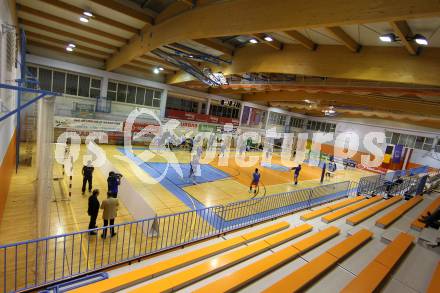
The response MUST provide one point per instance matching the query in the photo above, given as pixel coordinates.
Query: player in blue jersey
(255, 181)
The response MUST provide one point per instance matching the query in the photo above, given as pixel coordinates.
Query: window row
(277, 118)
(320, 126)
(296, 122)
(64, 82)
(182, 104)
(411, 141)
(133, 94)
(224, 111)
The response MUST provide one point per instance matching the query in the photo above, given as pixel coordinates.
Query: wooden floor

■ Objective: Rewrite every line of the records above as a numbered list, skipping any blank lines and omitting the pictures.

■ Written response:
1. The response MUST provide one point per instance matching the query in the photo above, given as pixel coordinates.
2. Query: player in blue jersey
3. (255, 181)
4. The response MUST provide one point per instance matching the query in the photo above, given as pixel coordinates.
5. Query: window row
6. (277, 118)
7. (320, 126)
8. (296, 122)
9. (64, 82)
10. (182, 104)
11. (411, 141)
12. (133, 94)
13. (224, 111)
14. The response MUST provide one point per instance matching the query in the photo above, given as pixel coordinates.
15. Query: wooden floor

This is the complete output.